Location annotation dataset excerpts:
:::::
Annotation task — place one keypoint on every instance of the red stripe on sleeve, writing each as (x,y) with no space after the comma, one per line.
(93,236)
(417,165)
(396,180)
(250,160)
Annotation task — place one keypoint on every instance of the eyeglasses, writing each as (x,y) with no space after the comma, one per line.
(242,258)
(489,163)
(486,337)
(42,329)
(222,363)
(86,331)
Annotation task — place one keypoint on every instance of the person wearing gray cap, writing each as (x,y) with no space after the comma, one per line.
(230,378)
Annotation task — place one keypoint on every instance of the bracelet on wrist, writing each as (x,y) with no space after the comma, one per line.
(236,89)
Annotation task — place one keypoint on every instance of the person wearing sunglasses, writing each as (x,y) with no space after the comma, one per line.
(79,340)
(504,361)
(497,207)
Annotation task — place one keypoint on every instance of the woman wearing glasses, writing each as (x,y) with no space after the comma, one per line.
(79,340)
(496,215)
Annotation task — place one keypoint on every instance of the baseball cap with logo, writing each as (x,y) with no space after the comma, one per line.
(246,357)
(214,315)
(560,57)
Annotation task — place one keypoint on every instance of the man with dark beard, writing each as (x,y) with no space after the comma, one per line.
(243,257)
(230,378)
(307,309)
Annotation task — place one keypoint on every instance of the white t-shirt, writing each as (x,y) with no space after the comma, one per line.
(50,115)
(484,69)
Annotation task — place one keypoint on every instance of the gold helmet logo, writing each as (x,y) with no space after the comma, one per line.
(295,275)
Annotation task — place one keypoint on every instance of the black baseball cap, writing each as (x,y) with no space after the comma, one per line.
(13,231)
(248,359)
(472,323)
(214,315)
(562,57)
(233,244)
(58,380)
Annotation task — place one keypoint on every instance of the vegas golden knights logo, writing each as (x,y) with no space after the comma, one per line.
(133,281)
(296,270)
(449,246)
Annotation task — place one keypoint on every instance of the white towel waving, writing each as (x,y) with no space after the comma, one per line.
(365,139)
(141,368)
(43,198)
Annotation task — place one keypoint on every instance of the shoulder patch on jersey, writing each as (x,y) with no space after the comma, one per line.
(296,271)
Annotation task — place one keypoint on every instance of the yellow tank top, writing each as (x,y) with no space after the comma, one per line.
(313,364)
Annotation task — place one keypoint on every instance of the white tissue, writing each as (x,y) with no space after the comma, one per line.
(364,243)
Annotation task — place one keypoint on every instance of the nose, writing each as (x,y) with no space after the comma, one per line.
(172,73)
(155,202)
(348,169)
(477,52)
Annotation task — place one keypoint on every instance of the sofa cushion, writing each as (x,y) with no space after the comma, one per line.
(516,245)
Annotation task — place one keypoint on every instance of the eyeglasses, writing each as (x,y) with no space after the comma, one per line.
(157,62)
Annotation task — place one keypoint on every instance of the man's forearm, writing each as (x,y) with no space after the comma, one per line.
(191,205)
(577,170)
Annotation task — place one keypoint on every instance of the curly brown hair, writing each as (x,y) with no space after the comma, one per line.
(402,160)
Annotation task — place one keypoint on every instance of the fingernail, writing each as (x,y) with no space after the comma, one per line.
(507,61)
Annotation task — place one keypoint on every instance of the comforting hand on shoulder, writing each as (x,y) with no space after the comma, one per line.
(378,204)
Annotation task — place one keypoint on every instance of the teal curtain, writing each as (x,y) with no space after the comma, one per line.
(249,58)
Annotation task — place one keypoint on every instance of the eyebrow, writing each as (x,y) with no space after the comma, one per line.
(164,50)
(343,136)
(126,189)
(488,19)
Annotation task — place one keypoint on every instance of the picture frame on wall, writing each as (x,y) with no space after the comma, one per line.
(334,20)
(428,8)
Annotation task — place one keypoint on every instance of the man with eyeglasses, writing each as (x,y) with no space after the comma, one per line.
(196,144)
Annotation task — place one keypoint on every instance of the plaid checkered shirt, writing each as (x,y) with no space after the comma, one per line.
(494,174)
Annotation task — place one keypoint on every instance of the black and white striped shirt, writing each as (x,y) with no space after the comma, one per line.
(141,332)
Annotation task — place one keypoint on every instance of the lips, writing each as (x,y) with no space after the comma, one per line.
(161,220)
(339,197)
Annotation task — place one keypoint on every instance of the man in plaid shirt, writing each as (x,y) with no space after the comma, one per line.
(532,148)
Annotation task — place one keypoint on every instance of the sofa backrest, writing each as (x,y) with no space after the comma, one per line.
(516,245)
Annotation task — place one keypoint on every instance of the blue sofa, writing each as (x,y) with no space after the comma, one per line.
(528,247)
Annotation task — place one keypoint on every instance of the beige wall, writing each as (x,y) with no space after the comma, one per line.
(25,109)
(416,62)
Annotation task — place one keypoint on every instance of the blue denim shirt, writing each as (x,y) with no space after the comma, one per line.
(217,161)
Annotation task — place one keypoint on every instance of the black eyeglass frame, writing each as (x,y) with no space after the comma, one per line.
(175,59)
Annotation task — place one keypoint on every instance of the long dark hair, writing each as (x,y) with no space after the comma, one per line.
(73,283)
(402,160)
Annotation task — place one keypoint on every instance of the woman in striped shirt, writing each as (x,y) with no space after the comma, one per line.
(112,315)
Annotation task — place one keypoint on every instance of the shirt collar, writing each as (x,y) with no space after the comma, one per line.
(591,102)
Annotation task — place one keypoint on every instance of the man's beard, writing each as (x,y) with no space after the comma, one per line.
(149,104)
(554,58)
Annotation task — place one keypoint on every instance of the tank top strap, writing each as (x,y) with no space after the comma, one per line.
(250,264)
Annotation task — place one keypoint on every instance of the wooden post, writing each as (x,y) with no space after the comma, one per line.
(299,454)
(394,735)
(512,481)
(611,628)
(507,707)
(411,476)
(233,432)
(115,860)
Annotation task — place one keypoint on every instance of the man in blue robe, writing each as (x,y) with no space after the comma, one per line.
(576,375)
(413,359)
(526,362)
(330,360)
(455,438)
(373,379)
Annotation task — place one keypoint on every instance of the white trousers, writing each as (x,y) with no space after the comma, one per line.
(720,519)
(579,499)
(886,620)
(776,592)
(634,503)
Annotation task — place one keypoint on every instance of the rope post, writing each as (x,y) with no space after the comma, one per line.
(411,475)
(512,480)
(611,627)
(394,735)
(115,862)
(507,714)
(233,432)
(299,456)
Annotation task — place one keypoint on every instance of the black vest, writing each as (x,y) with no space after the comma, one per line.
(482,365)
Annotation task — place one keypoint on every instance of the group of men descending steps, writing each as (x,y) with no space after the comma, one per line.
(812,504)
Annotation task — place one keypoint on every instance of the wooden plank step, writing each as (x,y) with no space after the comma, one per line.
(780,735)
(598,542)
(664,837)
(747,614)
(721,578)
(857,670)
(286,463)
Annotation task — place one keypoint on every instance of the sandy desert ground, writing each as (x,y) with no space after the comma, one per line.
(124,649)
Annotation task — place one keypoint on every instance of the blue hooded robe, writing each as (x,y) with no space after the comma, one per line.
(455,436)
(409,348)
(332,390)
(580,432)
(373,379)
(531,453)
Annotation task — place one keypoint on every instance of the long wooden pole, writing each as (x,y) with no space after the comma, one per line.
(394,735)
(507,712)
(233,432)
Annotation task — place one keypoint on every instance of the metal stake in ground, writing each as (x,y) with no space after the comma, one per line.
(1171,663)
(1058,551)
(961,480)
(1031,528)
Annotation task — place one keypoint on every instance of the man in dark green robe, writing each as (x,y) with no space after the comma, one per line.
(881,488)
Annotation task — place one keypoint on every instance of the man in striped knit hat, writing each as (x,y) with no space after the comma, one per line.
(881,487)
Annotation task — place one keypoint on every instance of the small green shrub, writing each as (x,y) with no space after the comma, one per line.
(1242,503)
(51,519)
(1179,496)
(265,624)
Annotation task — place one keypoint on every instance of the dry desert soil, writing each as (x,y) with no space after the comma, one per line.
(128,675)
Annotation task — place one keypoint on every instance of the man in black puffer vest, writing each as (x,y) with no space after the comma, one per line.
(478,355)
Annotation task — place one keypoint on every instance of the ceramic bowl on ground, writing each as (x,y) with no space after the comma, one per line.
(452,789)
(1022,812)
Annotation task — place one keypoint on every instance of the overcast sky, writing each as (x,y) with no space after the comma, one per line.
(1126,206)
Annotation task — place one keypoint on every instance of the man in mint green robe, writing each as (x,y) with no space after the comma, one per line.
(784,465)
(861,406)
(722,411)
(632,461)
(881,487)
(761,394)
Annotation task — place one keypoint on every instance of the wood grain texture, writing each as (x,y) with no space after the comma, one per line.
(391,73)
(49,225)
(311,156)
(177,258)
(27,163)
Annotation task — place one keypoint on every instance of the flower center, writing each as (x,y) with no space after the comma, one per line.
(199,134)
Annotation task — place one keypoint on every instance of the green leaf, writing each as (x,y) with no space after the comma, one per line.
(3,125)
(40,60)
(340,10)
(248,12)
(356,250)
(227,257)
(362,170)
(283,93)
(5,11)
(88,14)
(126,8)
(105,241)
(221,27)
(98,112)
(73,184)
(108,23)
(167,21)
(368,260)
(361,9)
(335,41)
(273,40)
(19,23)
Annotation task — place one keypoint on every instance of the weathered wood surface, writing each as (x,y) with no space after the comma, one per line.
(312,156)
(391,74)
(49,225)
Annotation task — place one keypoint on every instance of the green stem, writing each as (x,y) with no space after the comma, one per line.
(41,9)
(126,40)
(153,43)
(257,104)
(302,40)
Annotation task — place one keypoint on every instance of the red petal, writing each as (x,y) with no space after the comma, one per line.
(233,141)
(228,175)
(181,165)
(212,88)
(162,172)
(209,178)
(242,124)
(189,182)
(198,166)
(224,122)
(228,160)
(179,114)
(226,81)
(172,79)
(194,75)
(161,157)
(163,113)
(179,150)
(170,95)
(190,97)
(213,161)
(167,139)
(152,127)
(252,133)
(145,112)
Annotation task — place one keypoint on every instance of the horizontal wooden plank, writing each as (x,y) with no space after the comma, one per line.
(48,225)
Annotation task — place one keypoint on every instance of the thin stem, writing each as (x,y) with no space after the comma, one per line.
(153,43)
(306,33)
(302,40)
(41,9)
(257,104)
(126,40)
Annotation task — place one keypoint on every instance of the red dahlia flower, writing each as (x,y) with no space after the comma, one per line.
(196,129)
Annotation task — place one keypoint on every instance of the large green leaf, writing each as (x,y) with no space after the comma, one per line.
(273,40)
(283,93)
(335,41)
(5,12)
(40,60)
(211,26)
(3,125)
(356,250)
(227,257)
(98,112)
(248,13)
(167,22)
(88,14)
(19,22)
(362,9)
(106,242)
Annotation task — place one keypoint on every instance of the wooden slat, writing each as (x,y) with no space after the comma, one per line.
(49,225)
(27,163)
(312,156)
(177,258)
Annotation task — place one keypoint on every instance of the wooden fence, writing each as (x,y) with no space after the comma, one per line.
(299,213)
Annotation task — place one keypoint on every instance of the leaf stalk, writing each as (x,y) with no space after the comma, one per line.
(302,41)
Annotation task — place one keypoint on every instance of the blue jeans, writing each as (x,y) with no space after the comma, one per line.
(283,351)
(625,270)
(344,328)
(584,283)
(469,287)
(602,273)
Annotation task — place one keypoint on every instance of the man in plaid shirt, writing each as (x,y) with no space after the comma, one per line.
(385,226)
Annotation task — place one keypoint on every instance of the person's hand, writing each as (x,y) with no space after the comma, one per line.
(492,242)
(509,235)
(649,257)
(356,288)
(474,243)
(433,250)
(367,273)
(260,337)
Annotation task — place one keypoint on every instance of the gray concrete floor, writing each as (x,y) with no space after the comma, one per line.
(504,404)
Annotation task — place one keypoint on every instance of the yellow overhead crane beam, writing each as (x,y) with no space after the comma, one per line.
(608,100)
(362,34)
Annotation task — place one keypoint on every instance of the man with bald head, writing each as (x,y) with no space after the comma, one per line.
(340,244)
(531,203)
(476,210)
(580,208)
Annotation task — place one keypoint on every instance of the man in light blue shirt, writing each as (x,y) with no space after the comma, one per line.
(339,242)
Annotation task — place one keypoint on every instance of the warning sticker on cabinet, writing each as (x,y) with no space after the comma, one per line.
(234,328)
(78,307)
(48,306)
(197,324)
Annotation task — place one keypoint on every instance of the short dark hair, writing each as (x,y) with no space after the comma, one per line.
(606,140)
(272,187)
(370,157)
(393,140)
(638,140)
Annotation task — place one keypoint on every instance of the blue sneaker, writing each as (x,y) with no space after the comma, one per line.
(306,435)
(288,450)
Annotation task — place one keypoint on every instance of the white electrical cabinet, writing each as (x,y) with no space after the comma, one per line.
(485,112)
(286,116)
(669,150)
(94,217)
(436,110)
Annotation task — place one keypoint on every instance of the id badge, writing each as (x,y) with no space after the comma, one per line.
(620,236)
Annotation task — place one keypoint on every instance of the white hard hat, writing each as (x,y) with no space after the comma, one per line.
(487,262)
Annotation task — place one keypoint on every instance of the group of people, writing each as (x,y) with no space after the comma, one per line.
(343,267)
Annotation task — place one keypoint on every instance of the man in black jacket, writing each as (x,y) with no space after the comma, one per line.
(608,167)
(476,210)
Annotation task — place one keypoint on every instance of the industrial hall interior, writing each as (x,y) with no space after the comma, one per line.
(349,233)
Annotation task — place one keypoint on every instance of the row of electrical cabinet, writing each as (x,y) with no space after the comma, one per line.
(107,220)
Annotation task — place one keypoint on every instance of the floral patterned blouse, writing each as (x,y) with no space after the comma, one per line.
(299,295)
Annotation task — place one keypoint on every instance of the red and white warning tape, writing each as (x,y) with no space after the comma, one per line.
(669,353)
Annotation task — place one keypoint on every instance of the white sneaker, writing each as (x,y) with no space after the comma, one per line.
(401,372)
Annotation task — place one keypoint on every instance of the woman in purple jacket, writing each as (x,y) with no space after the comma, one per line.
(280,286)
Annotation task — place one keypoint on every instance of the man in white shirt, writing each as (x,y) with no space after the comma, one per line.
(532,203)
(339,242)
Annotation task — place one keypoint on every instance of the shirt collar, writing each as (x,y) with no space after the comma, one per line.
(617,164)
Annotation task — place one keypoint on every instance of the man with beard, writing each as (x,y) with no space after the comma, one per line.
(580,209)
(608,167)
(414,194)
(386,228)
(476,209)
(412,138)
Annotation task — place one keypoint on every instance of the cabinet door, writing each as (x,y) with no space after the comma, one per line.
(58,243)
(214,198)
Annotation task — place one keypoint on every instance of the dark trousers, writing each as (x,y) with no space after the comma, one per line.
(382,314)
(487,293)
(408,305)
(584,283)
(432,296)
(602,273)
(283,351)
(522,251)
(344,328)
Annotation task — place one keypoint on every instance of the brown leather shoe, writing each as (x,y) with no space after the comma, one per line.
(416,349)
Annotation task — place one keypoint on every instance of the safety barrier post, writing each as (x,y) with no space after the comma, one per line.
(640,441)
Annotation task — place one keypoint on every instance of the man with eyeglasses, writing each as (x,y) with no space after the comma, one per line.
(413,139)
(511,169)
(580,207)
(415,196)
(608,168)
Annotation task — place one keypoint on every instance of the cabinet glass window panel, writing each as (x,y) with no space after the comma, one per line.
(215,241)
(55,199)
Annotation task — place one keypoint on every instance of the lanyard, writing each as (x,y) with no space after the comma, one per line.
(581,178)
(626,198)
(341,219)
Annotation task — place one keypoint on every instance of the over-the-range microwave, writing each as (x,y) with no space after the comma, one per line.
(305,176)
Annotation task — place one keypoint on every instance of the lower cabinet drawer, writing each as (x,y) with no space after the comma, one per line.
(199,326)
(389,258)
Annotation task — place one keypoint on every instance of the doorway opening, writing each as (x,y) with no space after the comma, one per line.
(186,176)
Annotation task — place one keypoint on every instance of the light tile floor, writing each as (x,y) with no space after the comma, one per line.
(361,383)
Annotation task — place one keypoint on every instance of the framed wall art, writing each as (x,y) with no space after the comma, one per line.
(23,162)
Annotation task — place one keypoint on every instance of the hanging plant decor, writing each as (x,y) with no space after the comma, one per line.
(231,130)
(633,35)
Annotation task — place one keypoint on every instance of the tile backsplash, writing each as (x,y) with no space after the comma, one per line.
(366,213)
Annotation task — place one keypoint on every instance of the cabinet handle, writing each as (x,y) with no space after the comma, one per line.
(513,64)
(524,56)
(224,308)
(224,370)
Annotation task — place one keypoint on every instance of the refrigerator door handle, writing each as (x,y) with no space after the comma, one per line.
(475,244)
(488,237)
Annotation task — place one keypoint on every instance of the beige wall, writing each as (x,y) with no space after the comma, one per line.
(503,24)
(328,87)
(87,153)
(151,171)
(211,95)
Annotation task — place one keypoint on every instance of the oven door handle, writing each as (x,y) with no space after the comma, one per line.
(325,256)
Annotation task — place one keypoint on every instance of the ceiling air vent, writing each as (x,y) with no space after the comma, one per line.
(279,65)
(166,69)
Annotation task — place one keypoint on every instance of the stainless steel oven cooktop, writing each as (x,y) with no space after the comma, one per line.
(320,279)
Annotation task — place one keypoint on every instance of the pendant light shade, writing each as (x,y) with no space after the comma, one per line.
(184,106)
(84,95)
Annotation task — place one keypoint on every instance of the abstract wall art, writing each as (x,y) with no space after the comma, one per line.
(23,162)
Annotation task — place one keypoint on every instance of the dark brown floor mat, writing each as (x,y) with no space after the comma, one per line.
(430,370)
:::::
Goal: Starting with the line containing "of the pendant" and going on through the last of the entries, output those entries as a two-column CSV headed text and answer. Give one row per entry, with each field in double quotes and line breaks replaced by spaces.

Written answer:
text,answer
"Annotation task — place one keypoint on every instance of the pendant light shade, writing each as (x,y) with no space after the comma, one per line.","(184,106) (84,95)"
"Annotation task — place one keypoint on every instance of the abstract wall art, writing each as (x,y) with no space after the comma, one per line.","(23,162)"
"Annotation task — place one keypoint on every instance of the dark brown floor mat, writing each as (x,y) with no space after the comma, one per line.","(430,370)"